(STATED EXERCISE): Which lines in the entries below contain the word "brown"? Filter them out and copy each one, treating case as significant.

(INPUT DATA):

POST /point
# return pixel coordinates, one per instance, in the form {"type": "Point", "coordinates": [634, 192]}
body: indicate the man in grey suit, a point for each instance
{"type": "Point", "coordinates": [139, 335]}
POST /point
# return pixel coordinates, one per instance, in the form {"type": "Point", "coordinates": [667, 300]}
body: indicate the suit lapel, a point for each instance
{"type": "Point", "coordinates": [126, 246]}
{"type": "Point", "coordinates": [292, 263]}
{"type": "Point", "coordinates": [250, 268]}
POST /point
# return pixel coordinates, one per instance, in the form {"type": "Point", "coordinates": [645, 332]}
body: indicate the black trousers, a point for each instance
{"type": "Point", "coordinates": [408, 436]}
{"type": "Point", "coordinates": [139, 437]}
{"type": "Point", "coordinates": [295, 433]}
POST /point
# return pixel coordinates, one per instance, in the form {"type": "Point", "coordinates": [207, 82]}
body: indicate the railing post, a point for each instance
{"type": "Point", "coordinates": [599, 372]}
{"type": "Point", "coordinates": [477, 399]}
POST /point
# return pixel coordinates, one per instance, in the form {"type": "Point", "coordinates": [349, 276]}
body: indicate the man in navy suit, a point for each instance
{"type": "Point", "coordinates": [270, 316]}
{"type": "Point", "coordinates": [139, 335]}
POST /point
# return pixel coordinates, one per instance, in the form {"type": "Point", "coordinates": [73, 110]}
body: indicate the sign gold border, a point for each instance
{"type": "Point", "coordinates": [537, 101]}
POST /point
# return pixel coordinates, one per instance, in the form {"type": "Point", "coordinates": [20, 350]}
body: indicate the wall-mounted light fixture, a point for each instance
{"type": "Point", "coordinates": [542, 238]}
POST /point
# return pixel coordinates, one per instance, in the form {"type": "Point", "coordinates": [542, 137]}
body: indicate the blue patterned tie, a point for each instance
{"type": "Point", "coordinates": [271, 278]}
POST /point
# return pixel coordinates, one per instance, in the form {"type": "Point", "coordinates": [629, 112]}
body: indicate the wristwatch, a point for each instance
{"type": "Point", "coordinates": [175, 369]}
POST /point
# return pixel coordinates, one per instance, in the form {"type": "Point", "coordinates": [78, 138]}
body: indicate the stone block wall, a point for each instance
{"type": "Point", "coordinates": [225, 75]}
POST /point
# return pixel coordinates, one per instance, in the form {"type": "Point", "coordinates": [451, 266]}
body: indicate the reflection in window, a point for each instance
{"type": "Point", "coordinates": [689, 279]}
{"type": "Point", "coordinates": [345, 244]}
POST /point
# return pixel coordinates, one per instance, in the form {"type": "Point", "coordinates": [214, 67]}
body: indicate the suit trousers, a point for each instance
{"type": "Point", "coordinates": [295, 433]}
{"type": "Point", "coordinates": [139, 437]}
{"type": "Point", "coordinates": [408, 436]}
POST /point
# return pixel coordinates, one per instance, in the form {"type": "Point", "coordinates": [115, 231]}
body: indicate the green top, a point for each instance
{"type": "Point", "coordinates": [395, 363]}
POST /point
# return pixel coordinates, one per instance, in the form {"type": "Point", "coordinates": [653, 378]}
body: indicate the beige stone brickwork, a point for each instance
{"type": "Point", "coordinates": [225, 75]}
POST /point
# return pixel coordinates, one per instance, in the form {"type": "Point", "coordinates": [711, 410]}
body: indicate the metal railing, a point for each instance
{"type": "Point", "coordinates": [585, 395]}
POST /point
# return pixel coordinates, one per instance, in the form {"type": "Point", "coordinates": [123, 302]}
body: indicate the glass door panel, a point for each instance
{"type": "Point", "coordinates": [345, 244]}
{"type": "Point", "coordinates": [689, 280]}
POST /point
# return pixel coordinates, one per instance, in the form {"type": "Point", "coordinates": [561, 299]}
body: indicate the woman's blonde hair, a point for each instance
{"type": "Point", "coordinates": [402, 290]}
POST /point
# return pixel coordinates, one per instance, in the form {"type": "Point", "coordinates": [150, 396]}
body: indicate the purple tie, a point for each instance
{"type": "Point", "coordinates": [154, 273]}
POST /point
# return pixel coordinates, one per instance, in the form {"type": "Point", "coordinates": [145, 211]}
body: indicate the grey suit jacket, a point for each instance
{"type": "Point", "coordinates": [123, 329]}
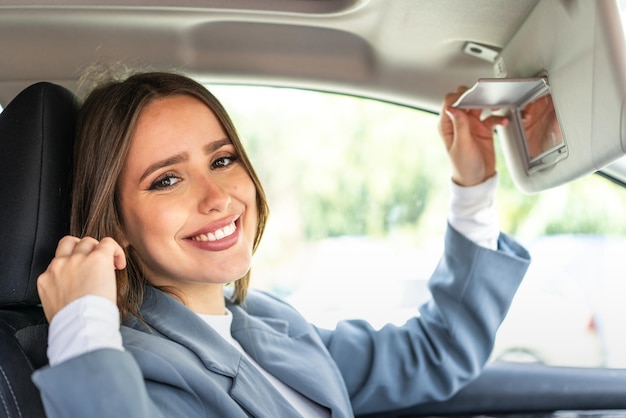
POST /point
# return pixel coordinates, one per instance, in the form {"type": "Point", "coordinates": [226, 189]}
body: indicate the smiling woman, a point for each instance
{"type": "Point", "coordinates": [167, 210]}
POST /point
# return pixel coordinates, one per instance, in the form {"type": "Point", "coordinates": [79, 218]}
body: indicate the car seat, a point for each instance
{"type": "Point", "coordinates": [36, 143]}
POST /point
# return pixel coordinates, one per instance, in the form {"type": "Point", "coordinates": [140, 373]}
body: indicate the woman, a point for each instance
{"type": "Point", "coordinates": [167, 209]}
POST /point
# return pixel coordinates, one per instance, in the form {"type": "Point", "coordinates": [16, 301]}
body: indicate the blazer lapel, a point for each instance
{"type": "Point", "coordinates": [300, 361]}
{"type": "Point", "coordinates": [250, 388]}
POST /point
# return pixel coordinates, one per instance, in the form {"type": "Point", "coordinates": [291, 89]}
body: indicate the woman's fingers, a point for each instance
{"type": "Point", "coordinates": [66, 246]}
{"type": "Point", "coordinates": [119, 257]}
{"type": "Point", "coordinates": [81, 267]}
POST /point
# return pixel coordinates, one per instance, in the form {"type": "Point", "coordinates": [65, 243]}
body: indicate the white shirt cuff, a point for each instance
{"type": "Point", "coordinates": [87, 324]}
{"type": "Point", "coordinates": [473, 214]}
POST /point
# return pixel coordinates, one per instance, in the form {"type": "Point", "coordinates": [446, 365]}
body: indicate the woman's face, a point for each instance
{"type": "Point", "coordinates": [188, 205]}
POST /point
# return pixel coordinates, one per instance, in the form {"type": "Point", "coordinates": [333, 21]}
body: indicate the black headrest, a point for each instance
{"type": "Point", "coordinates": [36, 145]}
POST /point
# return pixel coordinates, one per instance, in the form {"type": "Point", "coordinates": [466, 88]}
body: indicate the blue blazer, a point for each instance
{"type": "Point", "coordinates": [175, 365]}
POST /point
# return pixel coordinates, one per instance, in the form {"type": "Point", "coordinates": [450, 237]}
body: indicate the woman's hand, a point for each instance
{"type": "Point", "coordinates": [80, 267]}
{"type": "Point", "coordinates": [469, 141]}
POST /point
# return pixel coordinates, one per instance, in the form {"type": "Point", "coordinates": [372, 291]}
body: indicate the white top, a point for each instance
{"type": "Point", "coordinates": [92, 322]}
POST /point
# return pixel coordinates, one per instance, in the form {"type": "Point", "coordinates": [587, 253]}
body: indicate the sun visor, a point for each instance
{"type": "Point", "coordinates": [567, 60]}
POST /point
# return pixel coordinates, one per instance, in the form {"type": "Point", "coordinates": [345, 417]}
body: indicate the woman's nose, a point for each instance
{"type": "Point", "coordinates": [212, 195]}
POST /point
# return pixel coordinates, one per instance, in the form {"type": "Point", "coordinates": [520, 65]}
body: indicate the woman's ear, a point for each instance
{"type": "Point", "coordinates": [122, 240]}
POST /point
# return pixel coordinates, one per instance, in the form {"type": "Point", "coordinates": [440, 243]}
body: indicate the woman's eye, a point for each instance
{"type": "Point", "coordinates": [223, 162]}
{"type": "Point", "coordinates": [164, 182]}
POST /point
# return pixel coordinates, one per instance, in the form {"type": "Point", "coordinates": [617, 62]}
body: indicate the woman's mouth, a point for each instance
{"type": "Point", "coordinates": [216, 235]}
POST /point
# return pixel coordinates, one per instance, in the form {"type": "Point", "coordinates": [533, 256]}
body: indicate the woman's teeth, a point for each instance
{"type": "Point", "coordinates": [217, 234]}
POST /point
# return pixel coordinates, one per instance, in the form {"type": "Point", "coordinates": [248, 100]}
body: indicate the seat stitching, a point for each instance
{"type": "Point", "coordinates": [6, 408]}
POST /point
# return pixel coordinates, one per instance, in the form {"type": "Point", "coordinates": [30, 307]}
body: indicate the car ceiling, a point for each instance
{"type": "Point", "coordinates": [406, 51]}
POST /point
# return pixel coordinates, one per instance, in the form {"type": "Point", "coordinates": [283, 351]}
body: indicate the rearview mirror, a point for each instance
{"type": "Point", "coordinates": [533, 127]}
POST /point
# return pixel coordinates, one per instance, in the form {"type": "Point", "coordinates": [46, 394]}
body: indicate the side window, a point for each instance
{"type": "Point", "coordinates": [358, 192]}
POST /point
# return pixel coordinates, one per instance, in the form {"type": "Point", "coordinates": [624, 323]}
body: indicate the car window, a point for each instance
{"type": "Point", "coordinates": [358, 192]}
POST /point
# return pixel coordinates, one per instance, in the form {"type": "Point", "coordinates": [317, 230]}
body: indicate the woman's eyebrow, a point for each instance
{"type": "Point", "coordinates": [215, 145]}
{"type": "Point", "coordinates": [179, 158]}
{"type": "Point", "coordinates": [175, 159]}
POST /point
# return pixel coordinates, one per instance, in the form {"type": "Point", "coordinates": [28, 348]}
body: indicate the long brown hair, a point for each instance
{"type": "Point", "coordinates": [106, 124]}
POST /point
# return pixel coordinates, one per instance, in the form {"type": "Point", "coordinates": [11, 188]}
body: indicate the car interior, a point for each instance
{"type": "Point", "coordinates": [512, 53]}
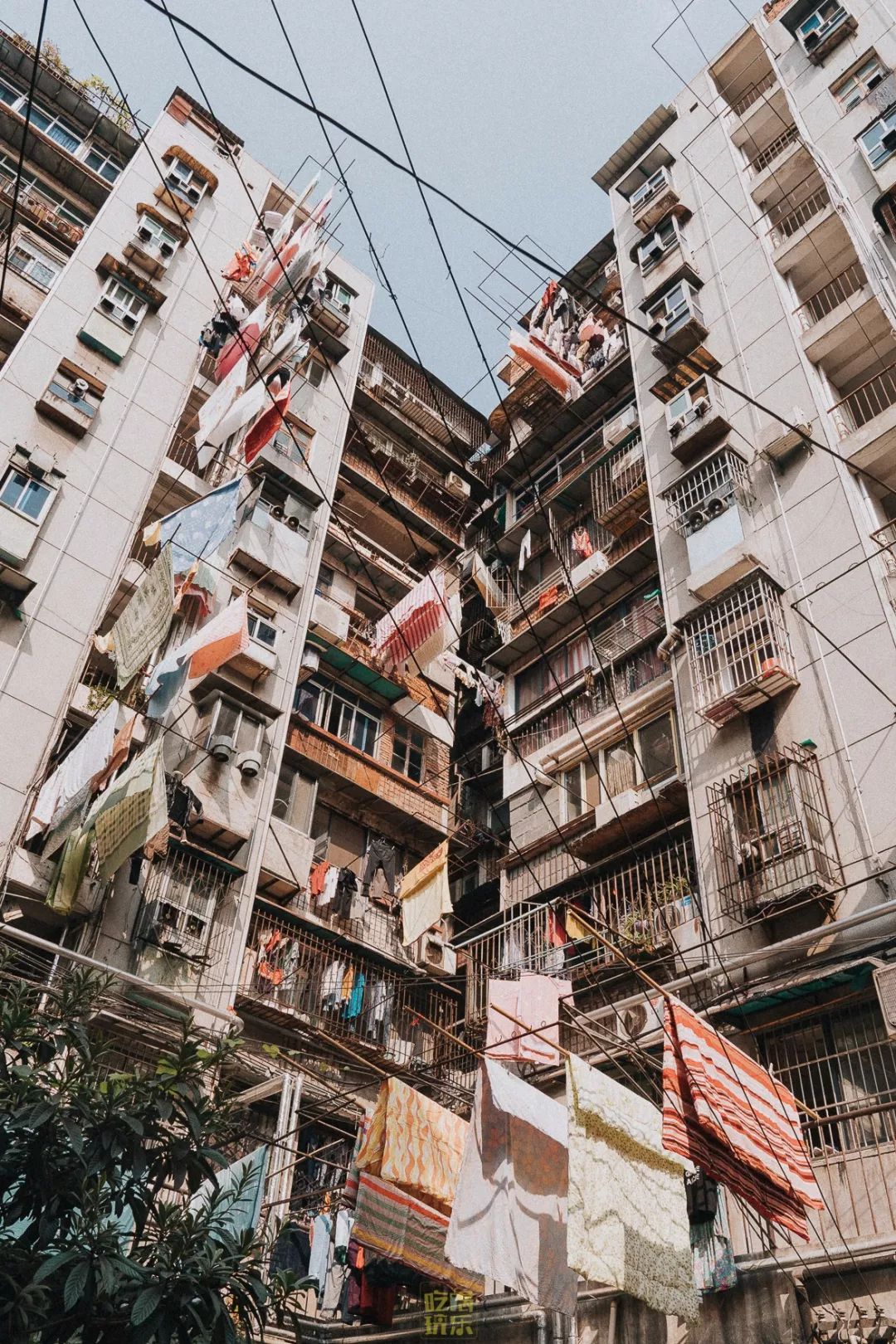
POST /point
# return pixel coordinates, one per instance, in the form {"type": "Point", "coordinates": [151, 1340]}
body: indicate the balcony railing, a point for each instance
{"type": "Point", "coordinates": [754, 95]}
{"type": "Point", "coordinates": [841, 1064]}
{"type": "Point", "coordinates": [629, 675]}
{"type": "Point", "coordinates": [774, 151]}
{"type": "Point", "coordinates": [830, 296]}
{"type": "Point", "coordinates": [865, 402]}
{"type": "Point", "coordinates": [308, 983]}
{"type": "Point", "coordinates": [791, 221]}
{"type": "Point", "coordinates": [772, 836]}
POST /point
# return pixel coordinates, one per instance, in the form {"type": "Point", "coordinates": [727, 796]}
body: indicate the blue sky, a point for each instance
{"type": "Point", "coordinates": [509, 105]}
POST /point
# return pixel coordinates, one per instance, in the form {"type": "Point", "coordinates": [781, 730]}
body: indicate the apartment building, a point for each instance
{"type": "Point", "coordinates": [78, 140]}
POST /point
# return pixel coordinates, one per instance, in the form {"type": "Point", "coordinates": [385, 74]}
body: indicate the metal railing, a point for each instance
{"type": "Point", "coordinates": [835, 292]}
{"type": "Point", "coordinates": [754, 95]}
{"type": "Point", "coordinates": [865, 402]}
{"type": "Point", "coordinates": [793, 221]}
{"type": "Point", "coordinates": [774, 151]}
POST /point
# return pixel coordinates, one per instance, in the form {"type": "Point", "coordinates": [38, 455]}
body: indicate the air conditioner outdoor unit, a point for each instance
{"type": "Point", "coordinates": [222, 749]}
{"type": "Point", "coordinates": [455, 485]}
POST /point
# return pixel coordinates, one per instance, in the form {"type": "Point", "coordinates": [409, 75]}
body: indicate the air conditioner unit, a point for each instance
{"type": "Point", "coordinates": [455, 485]}
{"type": "Point", "coordinates": [222, 749]}
{"type": "Point", "coordinates": [885, 986]}
{"type": "Point", "coordinates": [249, 763]}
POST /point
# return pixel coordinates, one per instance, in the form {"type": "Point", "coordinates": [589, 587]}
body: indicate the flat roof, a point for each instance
{"type": "Point", "coordinates": [635, 145]}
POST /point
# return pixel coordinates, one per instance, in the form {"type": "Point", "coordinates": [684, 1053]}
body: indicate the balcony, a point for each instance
{"type": "Point", "coordinates": [551, 605]}
{"type": "Point", "coordinates": [620, 488]}
{"type": "Point", "coordinates": [772, 835]}
{"type": "Point", "coordinates": [832, 312]}
{"type": "Point", "coordinates": [309, 986]}
{"type": "Point", "coordinates": [740, 652]}
{"type": "Point", "coordinates": [409, 808]}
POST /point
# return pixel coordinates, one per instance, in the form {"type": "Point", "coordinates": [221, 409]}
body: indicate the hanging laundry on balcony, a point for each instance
{"type": "Point", "coordinates": [416, 1142]}
{"type": "Point", "coordinates": [132, 811]}
{"type": "Point", "coordinates": [728, 1116]}
{"type": "Point", "coordinates": [144, 622]}
{"type": "Point", "coordinates": [406, 1229]}
{"type": "Point", "coordinates": [75, 777]}
{"type": "Point", "coordinates": [277, 392]}
{"type": "Point", "coordinates": [535, 1001]}
{"type": "Point", "coordinates": [627, 1213]}
{"type": "Point", "coordinates": [215, 643]}
{"type": "Point", "coordinates": [243, 342]}
{"type": "Point", "coordinates": [509, 1214]}
{"type": "Point", "coordinates": [425, 894]}
{"type": "Point", "coordinates": [411, 621]}
{"type": "Point", "coordinates": [197, 531]}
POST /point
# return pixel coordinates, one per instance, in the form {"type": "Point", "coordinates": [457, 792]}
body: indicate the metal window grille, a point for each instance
{"type": "Point", "coordinates": [739, 650]}
{"type": "Point", "coordinates": [720, 480]}
{"type": "Point", "coordinates": [772, 834]}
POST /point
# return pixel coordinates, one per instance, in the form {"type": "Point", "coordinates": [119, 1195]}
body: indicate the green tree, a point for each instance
{"type": "Point", "coordinates": [95, 1248]}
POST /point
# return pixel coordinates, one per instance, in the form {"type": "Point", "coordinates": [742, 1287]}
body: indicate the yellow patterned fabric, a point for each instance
{"type": "Point", "coordinates": [414, 1142]}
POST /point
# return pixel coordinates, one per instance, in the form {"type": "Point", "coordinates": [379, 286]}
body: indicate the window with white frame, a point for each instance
{"type": "Point", "coordinates": [860, 81]}
{"type": "Point", "coordinates": [151, 231]}
{"type": "Point", "coordinates": [879, 141]}
{"type": "Point", "coordinates": [262, 629]}
{"type": "Point", "coordinates": [659, 244]}
{"type": "Point", "coordinates": [676, 308]}
{"type": "Point", "coordinates": [649, 188]}
{"type": "Point", "coordinates": [102, 163]}
{"type": "Point", "coordinates": [123, 304]}
{"type": "Point", "coordinates": [35, 262]}
{"type": "Point", "coordinates": [26, 494]}
{"type": "Point", "coordinates": [186, 183]}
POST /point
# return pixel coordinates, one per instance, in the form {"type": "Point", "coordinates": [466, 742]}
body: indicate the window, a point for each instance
{"type": "Point", "coordinates": [184, 182]}
{"type": "Point", "coordinates": [56, 128]}
{"type": "Point", "coordinates": [34, 262]}
{"type": "Point", "coordinates": [314, 370]}
{"type": "Point", "coordinates": [676, 307]}
{"type": "Point", "coordinates": [655, 245]}
{"type": "Point", "coordinates": [151, 231]}
{"type": "Point", "coordinates": [340, 293]}
{"type": "Point", "coordinates": [24, 494]}
{"type": "Point", "coordinates": [102, 163]}
{"type": "Point", "coordinates": [879, 141]}
{"type": "Point", "coordinates": [407, 752]}
{"type": "Point", "coordinates": [295, 797]}
{"type": "Point", "coordinates": [231, 721]}
{"type": "Point", "coordinates": [123, 304]}
{"type": "Point", "coordinates": [859, 84]}
{"type": "Point", "coordinates": [261, 629]}
{"type": "Point", "coordinates": [650, 188]}
{"type": "Point", "coordinates": [340, 711]}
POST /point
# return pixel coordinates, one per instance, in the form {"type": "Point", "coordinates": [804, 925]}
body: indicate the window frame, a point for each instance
{"type": "Point", "coordinates": [121, 311]}
{"type": "Point", "coordinates": [28, 480]}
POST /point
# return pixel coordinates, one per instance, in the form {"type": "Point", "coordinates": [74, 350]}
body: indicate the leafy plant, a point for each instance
{"type": "Point", "coordinates": [99, 1242]}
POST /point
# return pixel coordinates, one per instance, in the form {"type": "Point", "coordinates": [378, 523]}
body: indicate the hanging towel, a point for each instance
{"type": "Point", "coordinates": [535, 1001]}
{"type": "Point", "coordinates": [197, 530]}
{"type": "Point", "coordinates": [627, 1213]}
{"type": "Point", "coordinates": [509, 1213]}
{"type": "Point", "coordinates": [724, 1112]}
{"type": "Point", "coordinates": [147, 619]}
{"type": "Point", "coordinates": [80, 771]}
{"type": "Point", "coordinates": [132, 811]}
{"type": "Point", "coordinates": [405, 1229]}
{"type": "Point", "coordinates": [416, 1142]}
{"type": "Point", "coordinates": [425, 894]}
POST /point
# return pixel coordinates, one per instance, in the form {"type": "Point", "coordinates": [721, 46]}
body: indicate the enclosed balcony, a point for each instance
{"type": "Point", "coordinates": [772, 834]}
{"type": "Point", "coordinates": [319, 992]}
{"type": "Point", "coordinates": [739, 650]}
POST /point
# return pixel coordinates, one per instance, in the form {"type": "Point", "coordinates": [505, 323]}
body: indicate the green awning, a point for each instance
{"type": "Point", "coordinates": [358, 671]}
{"type": "Point", "coordinates": [855, 976]}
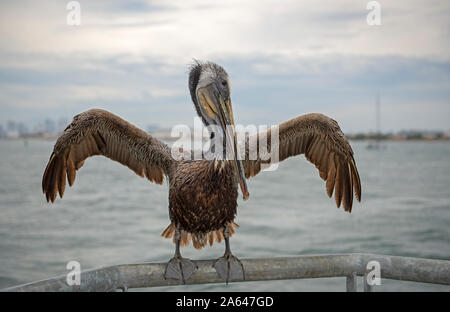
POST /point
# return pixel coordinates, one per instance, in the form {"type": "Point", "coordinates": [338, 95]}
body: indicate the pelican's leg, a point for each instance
{"type": "Point", "coordinates": [229, 267]}
{"type": "Point", "coordinates": [179, 268]}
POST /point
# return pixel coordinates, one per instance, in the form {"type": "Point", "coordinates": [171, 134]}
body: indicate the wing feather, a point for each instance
{"type": "Point", "coordinates": [322, 142]}
{"type": "Point", "coordinates": [98, 132]}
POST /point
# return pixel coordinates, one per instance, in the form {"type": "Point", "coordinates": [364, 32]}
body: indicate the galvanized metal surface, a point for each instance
{"type": "Point", "coordinates": [344, 265]}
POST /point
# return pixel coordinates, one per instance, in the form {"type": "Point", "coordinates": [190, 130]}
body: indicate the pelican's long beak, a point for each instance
{"type": "Point", "coordinates": [215, 104]}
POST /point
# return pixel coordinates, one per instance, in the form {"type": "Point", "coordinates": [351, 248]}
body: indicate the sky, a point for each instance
{"type": "Point", "coordinates": [284, 59]}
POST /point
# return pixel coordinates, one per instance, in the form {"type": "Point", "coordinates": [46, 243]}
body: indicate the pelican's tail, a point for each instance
{"type": "Point", "coordinates": [199, 240]}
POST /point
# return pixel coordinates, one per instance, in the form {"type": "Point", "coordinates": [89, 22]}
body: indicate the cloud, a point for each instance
{"type": "Point", "coordinates": [131, 57]}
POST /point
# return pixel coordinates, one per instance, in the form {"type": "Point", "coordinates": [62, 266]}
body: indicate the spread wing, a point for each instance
{"type": "Point", "coordinates": [98, 132]}
{"type": "Point", "coordinates": [322, 142]}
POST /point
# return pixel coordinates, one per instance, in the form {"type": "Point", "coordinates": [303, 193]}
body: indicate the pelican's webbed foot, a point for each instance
{"type": "Point", "coordinates": [229, 268]}
{"type": "Point", "coordinates": [180, 269]}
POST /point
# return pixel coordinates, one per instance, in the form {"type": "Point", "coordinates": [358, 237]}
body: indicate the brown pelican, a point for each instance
{"type": "Point", "coordinates": [202, 193]}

(ANSWER BELOW):
body: indicate the long brown hair, a point for each instance
body: indicate the brown pelican, a point for each instance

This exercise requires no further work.